### Records drawn from a dataset
☆ ☆ ☆

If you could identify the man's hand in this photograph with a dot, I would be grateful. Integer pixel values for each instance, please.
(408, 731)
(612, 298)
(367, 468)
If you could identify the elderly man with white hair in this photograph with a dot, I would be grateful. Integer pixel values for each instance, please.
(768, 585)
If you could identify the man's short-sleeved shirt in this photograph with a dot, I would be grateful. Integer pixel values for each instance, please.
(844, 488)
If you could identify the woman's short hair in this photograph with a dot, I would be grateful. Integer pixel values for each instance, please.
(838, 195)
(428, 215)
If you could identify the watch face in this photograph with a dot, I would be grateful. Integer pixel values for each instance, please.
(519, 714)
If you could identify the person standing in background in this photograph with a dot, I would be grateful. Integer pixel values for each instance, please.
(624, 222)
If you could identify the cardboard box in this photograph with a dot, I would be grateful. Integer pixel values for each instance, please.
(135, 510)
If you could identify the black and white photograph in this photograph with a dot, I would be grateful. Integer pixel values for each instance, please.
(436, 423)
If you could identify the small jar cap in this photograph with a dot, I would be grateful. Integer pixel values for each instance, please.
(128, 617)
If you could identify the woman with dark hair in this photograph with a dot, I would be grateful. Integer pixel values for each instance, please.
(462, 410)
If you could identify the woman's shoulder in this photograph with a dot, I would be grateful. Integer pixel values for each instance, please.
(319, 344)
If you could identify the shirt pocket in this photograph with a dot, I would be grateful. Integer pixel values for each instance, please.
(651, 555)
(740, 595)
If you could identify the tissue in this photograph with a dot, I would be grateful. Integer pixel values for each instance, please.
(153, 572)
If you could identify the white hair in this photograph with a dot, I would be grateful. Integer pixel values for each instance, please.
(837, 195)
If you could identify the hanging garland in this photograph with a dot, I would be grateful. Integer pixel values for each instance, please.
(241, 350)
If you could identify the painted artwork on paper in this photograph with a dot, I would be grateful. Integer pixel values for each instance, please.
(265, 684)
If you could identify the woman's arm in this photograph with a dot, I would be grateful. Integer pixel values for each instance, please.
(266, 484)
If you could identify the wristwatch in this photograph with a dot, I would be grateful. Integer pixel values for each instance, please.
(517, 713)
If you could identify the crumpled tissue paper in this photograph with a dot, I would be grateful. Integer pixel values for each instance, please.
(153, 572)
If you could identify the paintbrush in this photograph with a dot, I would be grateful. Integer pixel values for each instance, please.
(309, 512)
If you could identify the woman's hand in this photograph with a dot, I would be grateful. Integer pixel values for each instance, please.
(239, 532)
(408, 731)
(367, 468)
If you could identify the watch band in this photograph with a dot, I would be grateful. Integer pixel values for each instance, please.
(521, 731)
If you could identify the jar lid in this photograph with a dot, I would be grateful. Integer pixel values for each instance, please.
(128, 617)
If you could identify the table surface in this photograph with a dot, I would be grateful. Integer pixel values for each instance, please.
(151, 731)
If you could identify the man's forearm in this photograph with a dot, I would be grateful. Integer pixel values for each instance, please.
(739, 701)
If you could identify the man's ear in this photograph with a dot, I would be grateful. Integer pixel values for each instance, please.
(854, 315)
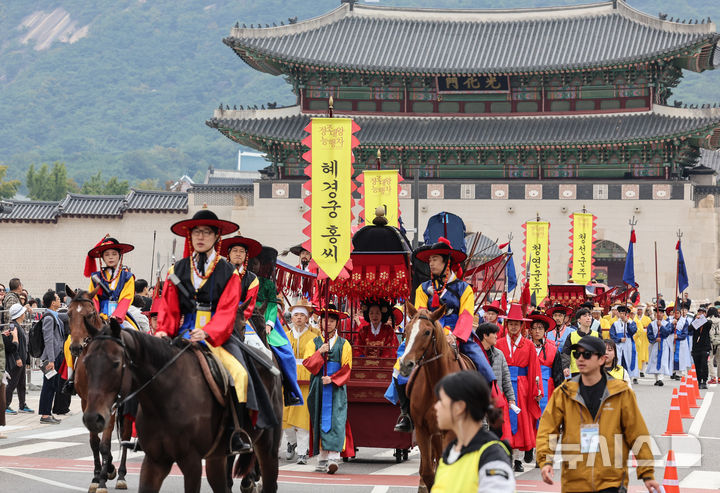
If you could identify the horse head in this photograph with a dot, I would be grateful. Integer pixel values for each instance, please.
(105, 363)
(424, 337)
(84, 320)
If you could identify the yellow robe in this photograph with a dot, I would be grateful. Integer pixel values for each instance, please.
(299, 416)
(642, 345)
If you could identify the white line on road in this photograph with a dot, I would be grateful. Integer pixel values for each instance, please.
(42, 480)
(700, 416)
(35, 448)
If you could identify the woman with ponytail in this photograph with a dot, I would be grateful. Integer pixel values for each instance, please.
(476, 461)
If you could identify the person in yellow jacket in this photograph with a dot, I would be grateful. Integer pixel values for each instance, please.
(592, 409)
(476, 461)
(642, 345)
(296, 419)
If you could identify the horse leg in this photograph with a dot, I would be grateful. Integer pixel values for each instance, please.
(152, 474)
(122, 470)
(191, 467)
(215, 469)
(95, 447)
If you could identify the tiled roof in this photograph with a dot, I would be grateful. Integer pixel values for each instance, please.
(441, 131)
(30, 211)
(96, 206)
(431, 41)
(144, 201)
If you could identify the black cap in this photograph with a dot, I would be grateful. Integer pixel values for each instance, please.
(591, 343)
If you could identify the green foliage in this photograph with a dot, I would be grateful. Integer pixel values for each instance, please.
(7, 188)
(47, 184)
(131, 98)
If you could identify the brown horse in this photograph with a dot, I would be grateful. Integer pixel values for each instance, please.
(81, 316)
(431, 357)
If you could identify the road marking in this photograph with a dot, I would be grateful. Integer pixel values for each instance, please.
(35, 448)
(43, 480)
(700, 416)
(702, 479)
(54, 435)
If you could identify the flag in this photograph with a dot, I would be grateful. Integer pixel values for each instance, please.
(629, 272)
(683, 281)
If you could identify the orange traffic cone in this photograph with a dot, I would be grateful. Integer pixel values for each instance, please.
(690, 391)
(674, 419)
(670, 482)
(682, 400)
(696, 387)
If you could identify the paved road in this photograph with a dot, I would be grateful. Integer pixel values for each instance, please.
(42, 458)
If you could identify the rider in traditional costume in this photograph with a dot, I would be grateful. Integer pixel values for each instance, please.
(200, 302)
(526, 374)
(296, 419)
(330, 364)
(446, 288)
(659, 334)
(239, 250)
(376, 337)
(622, 332)
(561, 315)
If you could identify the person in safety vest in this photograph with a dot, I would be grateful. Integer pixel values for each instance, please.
(476, 461)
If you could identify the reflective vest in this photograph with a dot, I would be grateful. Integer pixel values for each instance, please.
(462, 475)
(574, 339)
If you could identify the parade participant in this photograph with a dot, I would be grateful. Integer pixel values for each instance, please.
(492, 312)
(575, 409)
(701, 346)
(525, 374)
(612, 367)
(622, 332)
(117, 283)
(330, 364)
(549, 357)
(681, 353)
(296, 419)
(476, 461)
(640, 337)
(584, 321)
(200, 304)
(661, 348)
(561, 315)
(376, 337)
(505, 395)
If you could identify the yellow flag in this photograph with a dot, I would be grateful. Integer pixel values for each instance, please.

☆ ☆ ☆

### TASK TO COMPLETE
Pictures should be skipped, and the records retyped word for word.

### EXERCISE RESULT
If you could identify the man's hand in this photograph with a dot, I would be grateful. Integer pixel values for each instance, please.
(408, 731)
(612, 298)
(367, 468)
If you could identify the elderly man with white hair in this photograph with a dot, I would be grateful. Integer pixel values for each instance, please.
(768, 585)
If you could identify the man's short-sleeved shirt in this photograph with a dot, I would be grateful. Integer pixel values for each instance, please.
(844, 488)
If you could identify the woman's short hair in this photograph with a dot, I would be grateful. Integer pixel values for each instance, please.
(838, 195)
(428, 215)
If you could identify the watch face in this photograph with a dot, I would be grateful. Integer pixel values for each instance, please.
(519, 714)
If you could identify the person standing in background in this photograph with a dot, I would be grateful. Integer pixel values for each instance, please.
(624, 222)
If you could identify the cardboard box in this photograph with a dot, I would be grateful. Integer pixel values for each instance, please.
(135, 510)
If you could identify the black and white photograph in this photograph with a dot, I would be grateful. Integer pixel values for each instance, please.
(436, 423)
If you could identify the small jar cap in this photograph with a dot, I would be grateful. Integer pixel values for each instance, please.
(128, 617)
If you could identify the woman with dark hair in this photograph with a dot, I would be grateful. Integer pixel values for each instance, please.
(462, 410)
If you could identify the woman's shoulder in this photograph with a dot, I would be grateful. Integer pixel values for each instance, please.
(319, 344)
If you could identify the shirt pocket in this photograph with a dot, I would be grateful. Integer pixel values for each instance, please.
(651, 555)
(740, 595)
If you could identify the tissue in this photograph with a dot, I would be grateful. Integer pixel values for each instance, please.
(153, 572)
If you could identify the white hair in this photograph with a dot, I would be grateful. Integer pixel values for each instance, please.
(837, 195)
If you could identify the hanging garland in this photograph with a dot, I would be grateful. Integer pixel values for each instance, please.
(241, 350)
If you could identify the painted artwork on paper in this photograph with a dot, I would be grateful. Integer pixel values for each instance, please.
(265, 684)
If you could identify the woman's arm in this photograph with a dot, I would be grateful. Integer pixel values for each instance, please.
(266, 484)
If you could identify the wristwatch in this photograph with a dot, I would be grateful. Integer pixel values for each instance, please.
(517, 713)
If you could identify the crumpled tissue paper in this photograph with a dot, I would be grateful. Integer pixel values for each instance, please.
(153, 572)
If you could identify the paintbrush in this photograph with a dot, I would be grateful. Integer pixel values for each instance, please.
(309, 512)
If you could identify the woman's hand in this photograph with a dot, I would be grateful. Integer pixel values for each instance, please.
(239, 532)
(408, 731)
(367, 468)
If you could identify the watch band in this photograph with a dot, I would be grateful. Integer pixel values for each instance, please.
(521, 731)
If you could identify the jar lid in this photograph with a dot, I would be grateful. Integer pixel values for each instance, please.
(128, 617)
If you could identify the table surface in this photograph with a dot, I would be grateful. Integer pixel values for each instance, please.
(151, 731)
If you could identify the man's forearm in this photograph with a dot, I would be grateful. Integer pixel values for each instance, please.
(739, 701)
If you could identify the man's ear in this photograph with a dot, I would be grateful. Integer pixel values for each instance, please.
(854, 315)
If you could identify the horse head in this photograph with a dot, I would be grateful. Integer pixel values for each instance, please.
(105, 363)
(424, 337)
(84, 320)
If you could identify the yellow robe in this photograph with a dot, I would be grateful. Integer pixel values for each instance, please.
(299, 416)
(642, 345)
If you could identify the white line on road in this photograph with a dot, I would be grateful. Integer pixel values for each instance, please.
(42, 480)
(700, 416)
(35, 448)
If you could identify the woman with ponytail in this photograph with a dot, I would be grateful. Integer pixel values for each instance, please.
(476, 461)
If you could identify the person in yellow jacket in this photograph with a dot, I would be grateful. Integer pixel values for each instance, please.
(592, 409)
(476, 461)
(642, 345)
(296, 419)
If you could identify the horse leg in this photograph with a dot, I would be grateful. Integer pixel values for each instance, please.
(152, 474)
(122, 470)
(191, 467)
(215, 469)
(95, 447)
If you could identify the tiled roof in this photograph with a dot, I would be grateful. Integer pixel values for each instance, please.
(441, 131)
(30, 211)
(96, 206)
(431, 41)
(144, 201)
If you could identify the black cap in this photograph with a dot, I would be grateful. Integer pixel values for each instance, please.
(591, 343)
If you could identify the green foliage in this photograph with a dot, I would be grateful. Integer pixel values for each instance, please.
(7, 188)
(47, 184)
(131, 98)
If you could identify the brown horse in this photograph with a dot, I would be grateful. Integer pixel values for each instance, please.
(81, 316)
(431, 357)
If you could identify the road marking in this photograph with a dot, I would be grateful. Integer pixel values for each instance, please.
(35, 448)
(43, 480)
(700, 416)
(702, 479)
(54, 435)
If you could identify the flag in this photograph with a dot, I would be grateful. Integer pixel values for each instance, please.
(629, 272)
(683, 281)
If you could identify the orange traffic cone in this photograph with a dot, I would be grateful. Integer pixel values for each instance, please.
(690, 391)
(674, 419)
(670, 482)
(682, 400)
(696, 387)
If you could identify the paved road in this photograph with a dot, I would be grateful. Integer pixel values for each instance, please.
(42, 458)
If you could identify the rider in traditional costume in this photograph with a dot, I would be grateful. Integer pixel values for each instance, please.
(200, 302)
(526, 374)
(296, 419)
(330, 364)
(446, 288)
(659, 334)
(239, 250)
(376, 337)
(622, 332)
(561, 315)
If you could identify the person in safety vest in this photograph with a dot, I would be grateful. Integer pixel values for each instance, please.
(476, 461)
If you could identify the reflective vest in this photograph with a dot, I would be grateful. Integer pixel values for each instance, please.
(462, 475)
(574, 339)
If you could identify the parade participant in this photograph with a dot, I would be grateful. Integer pixel values for each instance, please.
(492, 312)
(575, 409)
(701, 346)
(525, 374)
(612, 367)
(622, 332)
(117, 283)
(330, 364)
(549, 357)
(681, 353)
(296, 419)
(476, 461)
(640, 337)
(584, 321)
(200, 304)
(661, 348)
(561, 315)
(376, 337)
(505, 395)
If you could identify the yellow flag in this photograph with a dot, I would be grateful. Integer pixel values for each instance, please.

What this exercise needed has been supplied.